Data section -
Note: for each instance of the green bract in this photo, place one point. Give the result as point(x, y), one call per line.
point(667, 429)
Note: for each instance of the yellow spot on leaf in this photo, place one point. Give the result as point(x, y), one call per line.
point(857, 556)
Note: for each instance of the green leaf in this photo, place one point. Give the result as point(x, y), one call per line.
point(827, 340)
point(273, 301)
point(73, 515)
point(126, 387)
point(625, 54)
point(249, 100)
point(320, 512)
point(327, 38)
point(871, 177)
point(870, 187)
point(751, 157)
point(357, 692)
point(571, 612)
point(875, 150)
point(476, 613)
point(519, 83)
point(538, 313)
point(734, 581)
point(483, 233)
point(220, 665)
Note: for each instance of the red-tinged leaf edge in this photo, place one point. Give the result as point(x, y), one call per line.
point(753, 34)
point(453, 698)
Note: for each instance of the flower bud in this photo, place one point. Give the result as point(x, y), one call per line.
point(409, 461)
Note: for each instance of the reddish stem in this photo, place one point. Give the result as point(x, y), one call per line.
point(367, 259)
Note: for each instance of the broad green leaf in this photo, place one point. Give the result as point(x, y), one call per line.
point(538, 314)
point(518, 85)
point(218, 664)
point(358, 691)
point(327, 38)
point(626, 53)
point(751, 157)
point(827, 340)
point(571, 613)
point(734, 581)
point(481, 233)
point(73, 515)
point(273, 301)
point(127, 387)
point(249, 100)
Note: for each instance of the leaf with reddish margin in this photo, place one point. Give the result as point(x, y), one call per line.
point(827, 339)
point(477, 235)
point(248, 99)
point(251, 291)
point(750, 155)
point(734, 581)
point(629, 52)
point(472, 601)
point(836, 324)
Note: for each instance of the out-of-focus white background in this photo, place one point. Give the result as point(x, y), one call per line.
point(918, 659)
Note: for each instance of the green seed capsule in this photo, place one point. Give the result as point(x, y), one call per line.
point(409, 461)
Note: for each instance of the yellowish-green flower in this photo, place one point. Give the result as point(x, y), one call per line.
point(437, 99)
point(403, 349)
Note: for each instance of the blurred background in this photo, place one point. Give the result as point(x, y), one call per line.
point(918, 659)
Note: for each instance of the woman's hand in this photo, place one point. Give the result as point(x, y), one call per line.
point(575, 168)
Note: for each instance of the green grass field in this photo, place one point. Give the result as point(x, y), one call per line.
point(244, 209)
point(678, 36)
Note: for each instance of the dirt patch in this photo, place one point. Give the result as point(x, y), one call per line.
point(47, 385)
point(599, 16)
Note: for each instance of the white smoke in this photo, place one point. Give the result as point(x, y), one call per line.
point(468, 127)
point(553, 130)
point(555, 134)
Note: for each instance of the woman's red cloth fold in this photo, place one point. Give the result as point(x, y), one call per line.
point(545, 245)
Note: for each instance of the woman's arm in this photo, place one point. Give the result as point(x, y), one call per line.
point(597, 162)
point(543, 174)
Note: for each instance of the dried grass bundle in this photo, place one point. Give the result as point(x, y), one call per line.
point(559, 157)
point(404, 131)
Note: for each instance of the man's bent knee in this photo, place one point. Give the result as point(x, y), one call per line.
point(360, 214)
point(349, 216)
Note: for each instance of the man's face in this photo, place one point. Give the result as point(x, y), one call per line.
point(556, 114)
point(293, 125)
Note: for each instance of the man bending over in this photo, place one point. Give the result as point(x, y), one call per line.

Task details -
Please recast every line of the rows above as a Markdown table with the columns Row number and Line text, leaving out any blank lines.

Response to this exercise -
| Row number | Line text |
|---|---|
| 1 | Note: for each instance of the green bract in this photo, place one point. Give the result as point(x, y), one call per line. |
| 2 | point(667, 429) |
| 3 | Note: for each instance of the yellow spot on leaf in this photo, place one point. Give the result as point(x, y), one call per line. |
| 4 | point(857, 556) |
| 5 | Note: for each instance of the green leaf in this photo, place one point. Give the result as point(x, y), one call per line. |
| 6 | point(827, 340) |
| 7 | point(273, 301) |
| 8 | point(73, 515) |
| 9 | point(126, 387) |
| 10 | point(625, 54) |
| 11 | point(249, 100) |
| 12 | point(320, 512) |
| 13 | point(327, 38) |
| 14 | point(871, 177) |
| 15 | point(870, 187) |
| 16 | point(751, 157) |
| 17 | point(357, 692) |
| 18 | point(571, 612) |
| 19 | point(875, 150) |
| 20 | point(476, 613) |
| 21 | point(519, 83) |
| 22 | point(538, 313) |
| 23 | point(734, 581) |
| 24 | point(483, 233) |
| 25 | point(220, 665) |
| 26 | Note: for each instance of the red-tinged leaf edge in this photo, place one point. Give the result as point(x, y), one call per line. |
| 27 | point(753, 34) |
| 28 | point(453, 698) |
| 29 | Note: for each instance of the flower bud in this photo, place one point. Give the result as point(x, y), one call per line. |
| 30 | point(409, 461) |
| 31 | Note: for each instance of the reddish stem in this photo, place one point. Give the result as point(x, y), one call per line. |
| 32 | point(367, 259) |
| 33 | Note: for each instance of the broad green leaf in this photo, place one point. Give the result as point(x, y), one call per line. |
| 34 | point(538, 314) |
| 35 | point(518, 85) |
| 36 | point(218, 664) |
| 37 | point(358, 691) |
| 38 | point(327, 38) |
| 39 | point(626, 53) |
| 40 | point(751, 157) |
| 41 | point(827, 340) |
| 42 | point(571, 613) |
| 43 | point(734, 581) |
| 44 | point(481, 233) |
| 45 | point(73, 515) |
| 46 | point(273, 301) |
| 47 | point(127, 387) |
| 48 | point(249, 100) |
| 49 | Note: for each instance of the leaf with reddish margin in this photo, place one point. Give the result as point(x, y), one call per line. |
| 50 | point(827, 339) |
| 51 | point(477, 235) |
| 52 | point(248, 99) |
| 53 | point(251, 291) |
| 54 | point(750, 155) |
| 55 | point(734, 581) |
| 56 | point(629, 52) |
| 57 | point(472, 601) |
| 58 | point(836, 324) |
| 59 | Note: for each instance of the out-of-focus white background in this photo, place one point. Give the result as point(x, y), one call per line. |
| 60 | point(918, 659) |
| 61 | Note: for each instance of the green seed capsule in this photo, place one point. Give the result as point(x, y), one call per line. |
| 62 | point(409, 461) |
| 63 | Note: for each instance of the yellowish-green flower in this photo, place one point. Give the result as point(x, y), one call per line. |
| 64 | point(437, 99) |
| 65 | point(403, 349) |
| 66 | Note: for each instance of the blurred background in this photo, place one point. Give the result as point(x, y), one call per line. |
| 67 | point(918, 659) |
| 68 | Note: for each instance of the woman's hand in this photo, place one point. Give the result as point(x, y), one call per line. |
| 69 | point(575, 168) |
| 70 | Note: for each instance of the green grass field in this photo, place one point. Give the result as point(x, y), one call per line. |
| 71 | point(244, 209) |
| 72 | point(678, 36) |
| 73 | Note: for each instance of the dirt patch in this photo, place one point. Give the result as point(x, y), one call per line. |
| 74 | point(47, 385) |
| 75 | point(599, 16) |
| 76 | Note: for each instance of the white smoke in this photo, place one point. Give the result as point(x, y), one call per line. |
| 77 | point(468, 127) |
| 78 | point(553, 130) |
| 79 | point(555, 134) |
| 80 | Note: for each instance of the woman's red cloth fold in this photo, place one point. Give the result as point(x, y), one call per line. |
| 81 | point(545, 245) |
| 82 | Note: for each instance of the woman's arm in this photo, place one point. Give the result as point(x, y), one call per line. |
| 83 | point(597, 162) |
| 84 | point(543, 174) |
| 85 | Note: for each instance of the dried grass bundle in this photo, place one point. Give the result as point(x, y), one call per line. |
| 86 | point(559, 157) |
| 87 | point(404, 131) |
| 88 | Note: for each instance of the man's bent knee in this photo, place one point. Give the result as point(x, y), one call per line. |
| 89 | point(360, 214) |
| 90 | point(349, 216) |
| 91 | Note: for each instance of the man's face in this photo, place one point. Give the result as point(x, y), one call per line. |
| 92 | point(556, 114) |
| 93 | point(293, 125) |
| 94 | Note: for each instance of the man bending over in this photo, place one point. Give the result as point(x, y), one call per line. |